• [Given passage]:
—————

At Boston’s Colonial Theatre at the dawn of the decade—January 29, 1960—
There Was a Little Girl,
written by Daniel Taradash and directed by Joshua Logan, opens in previews. The girl is played by Jane Fonda, her father by the veteran actor Louis Jean Heydt. The curtain rises; first scene goes smoothly. Then Heydt exits—and drops dead. Heart attack. With an announcement to the audience, the show goes on, Heydt’s understudy filling in.

Consider the moment. Jane, only twenty-two and playing a daughter, loses her “father.” Josh Logan is a beloved uncle who has exploited familial anxiety to goad his protégée: “You’re going to fall behind your old man,” he tells Jane in rehearsals. “When the curtain goes up, there’ll be a ghost of your father sitting in the chair.” And Heydt, we note, is fifty-four when death finds him in the wings—exactly Henry’s age.

Jane spends the best part of her career working off of her father’s silent example, his ghost in the chair. He is present from the start, when Jane is seventeen and a graduate of the Emma Willard School in Troy, New York. In June 1955, the Omaha Community Playhouse stages a week of benefit performances of Odets’s
The Country Girl
, starring Henry. Jane is suggested for the ingenue, a part requiring tears. Dad leaves daughter to find her own emotional motivation, and to do so, she pretends that her father is dead.

Her next guru is Lee Strasberg, whom she meets in the summer of 1958, when the Strasbergs and Fondas are neighbors on the Malibu shore. Guiding force of the Actors Studio, he espouses a variety of the Stanislavskian Method, which emphasizes the player’s personal experience. Actors fear his critique but adore him for elevating them to equality with directors and writers. Jane requests private lessons from the master and gets them, for one reason: “There was such a panic in the eyes,” Strasberg will later recall.

—————

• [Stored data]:
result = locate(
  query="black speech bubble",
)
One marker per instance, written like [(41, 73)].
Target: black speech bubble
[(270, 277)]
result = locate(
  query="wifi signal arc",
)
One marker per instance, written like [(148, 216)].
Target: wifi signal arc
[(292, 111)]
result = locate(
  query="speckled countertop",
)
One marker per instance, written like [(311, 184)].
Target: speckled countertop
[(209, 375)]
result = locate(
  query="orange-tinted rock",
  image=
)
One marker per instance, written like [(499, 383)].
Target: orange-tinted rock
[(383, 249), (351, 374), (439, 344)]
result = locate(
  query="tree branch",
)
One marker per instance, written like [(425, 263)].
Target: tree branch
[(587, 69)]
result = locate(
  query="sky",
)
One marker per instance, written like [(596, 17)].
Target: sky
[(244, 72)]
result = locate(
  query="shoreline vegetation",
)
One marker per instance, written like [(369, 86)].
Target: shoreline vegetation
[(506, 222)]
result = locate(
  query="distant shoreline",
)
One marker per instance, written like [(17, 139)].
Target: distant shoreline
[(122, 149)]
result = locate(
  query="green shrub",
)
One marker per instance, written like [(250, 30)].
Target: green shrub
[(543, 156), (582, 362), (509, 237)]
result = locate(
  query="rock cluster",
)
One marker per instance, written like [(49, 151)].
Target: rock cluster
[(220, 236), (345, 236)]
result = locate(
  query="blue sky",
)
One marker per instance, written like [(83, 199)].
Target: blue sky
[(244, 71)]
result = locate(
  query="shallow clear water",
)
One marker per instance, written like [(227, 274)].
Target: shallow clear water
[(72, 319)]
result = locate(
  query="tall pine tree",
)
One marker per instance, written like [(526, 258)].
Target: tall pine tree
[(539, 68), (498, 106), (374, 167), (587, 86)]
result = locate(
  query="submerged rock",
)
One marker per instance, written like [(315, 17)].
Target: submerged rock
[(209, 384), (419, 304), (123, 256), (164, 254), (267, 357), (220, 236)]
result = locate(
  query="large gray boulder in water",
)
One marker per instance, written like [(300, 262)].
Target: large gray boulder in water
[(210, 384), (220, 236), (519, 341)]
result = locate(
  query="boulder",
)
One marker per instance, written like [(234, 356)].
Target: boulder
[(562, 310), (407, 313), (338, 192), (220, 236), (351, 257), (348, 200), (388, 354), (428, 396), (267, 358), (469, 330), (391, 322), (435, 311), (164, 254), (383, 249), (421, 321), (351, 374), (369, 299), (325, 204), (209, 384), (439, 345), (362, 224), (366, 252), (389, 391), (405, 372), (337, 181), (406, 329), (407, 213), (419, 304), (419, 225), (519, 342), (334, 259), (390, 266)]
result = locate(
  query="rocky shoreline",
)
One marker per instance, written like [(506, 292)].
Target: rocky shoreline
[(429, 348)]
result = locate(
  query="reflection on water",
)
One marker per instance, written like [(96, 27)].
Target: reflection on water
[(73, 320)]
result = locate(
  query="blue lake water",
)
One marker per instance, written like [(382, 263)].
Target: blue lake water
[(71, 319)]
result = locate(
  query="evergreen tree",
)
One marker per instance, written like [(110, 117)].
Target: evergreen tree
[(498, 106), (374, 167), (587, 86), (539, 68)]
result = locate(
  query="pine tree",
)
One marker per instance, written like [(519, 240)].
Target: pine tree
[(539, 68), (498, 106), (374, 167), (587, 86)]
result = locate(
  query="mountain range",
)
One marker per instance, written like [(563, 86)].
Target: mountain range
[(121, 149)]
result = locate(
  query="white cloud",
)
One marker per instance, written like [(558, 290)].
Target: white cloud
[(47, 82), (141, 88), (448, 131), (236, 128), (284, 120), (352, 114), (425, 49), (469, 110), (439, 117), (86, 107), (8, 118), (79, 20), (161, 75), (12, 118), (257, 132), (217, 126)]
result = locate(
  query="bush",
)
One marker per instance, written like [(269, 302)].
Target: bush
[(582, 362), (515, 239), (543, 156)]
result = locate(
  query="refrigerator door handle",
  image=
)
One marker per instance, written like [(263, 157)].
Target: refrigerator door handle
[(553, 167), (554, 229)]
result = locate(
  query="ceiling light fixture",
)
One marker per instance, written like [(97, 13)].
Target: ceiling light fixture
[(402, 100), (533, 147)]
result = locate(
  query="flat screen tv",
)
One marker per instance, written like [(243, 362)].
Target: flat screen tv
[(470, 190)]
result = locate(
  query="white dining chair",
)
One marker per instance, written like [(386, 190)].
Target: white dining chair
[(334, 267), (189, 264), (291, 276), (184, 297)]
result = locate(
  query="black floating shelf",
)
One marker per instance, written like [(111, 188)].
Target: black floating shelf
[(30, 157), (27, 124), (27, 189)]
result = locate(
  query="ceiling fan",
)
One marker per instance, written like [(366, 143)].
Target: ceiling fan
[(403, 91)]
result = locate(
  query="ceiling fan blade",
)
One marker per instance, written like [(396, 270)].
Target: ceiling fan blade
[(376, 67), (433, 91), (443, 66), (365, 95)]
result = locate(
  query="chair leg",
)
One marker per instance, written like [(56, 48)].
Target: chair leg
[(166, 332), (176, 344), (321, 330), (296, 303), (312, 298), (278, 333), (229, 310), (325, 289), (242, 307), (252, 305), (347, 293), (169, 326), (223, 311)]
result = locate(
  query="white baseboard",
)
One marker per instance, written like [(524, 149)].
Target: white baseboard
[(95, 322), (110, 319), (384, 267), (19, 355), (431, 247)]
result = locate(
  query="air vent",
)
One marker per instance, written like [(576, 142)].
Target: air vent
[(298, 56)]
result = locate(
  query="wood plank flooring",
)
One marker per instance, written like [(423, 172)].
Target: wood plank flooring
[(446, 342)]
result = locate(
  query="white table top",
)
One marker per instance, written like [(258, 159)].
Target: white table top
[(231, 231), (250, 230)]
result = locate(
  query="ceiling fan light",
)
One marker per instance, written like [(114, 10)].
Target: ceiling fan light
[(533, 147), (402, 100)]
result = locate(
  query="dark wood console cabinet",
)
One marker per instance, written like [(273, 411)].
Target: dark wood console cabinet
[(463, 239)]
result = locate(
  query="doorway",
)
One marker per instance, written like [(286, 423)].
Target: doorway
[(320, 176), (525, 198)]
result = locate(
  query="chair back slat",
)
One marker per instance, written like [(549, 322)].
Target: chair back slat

—————

• [Problem to solve]:
Can you copy the passage about Jane Fonda's early stage career word for word, starting at "Jane spends the" and ending at "father is dead."?

• [Output of the task]:
Jane spends the best part of her career working off of her father’s silent example, his ghost in the chair. He is present from the start, when Jane is seventeen and a graduate of the Emma Willard School in Troy, New York. In June 1955, the Omaha Community Playhouse stages a week of benefit performances of Odets’s
The Country Girl
, starring Henry. Jane is suggested for the ingenue, a part requiring tears. Dad leaves daughter to find her own emotional motivation, and to do so, she pretends that her father is dead.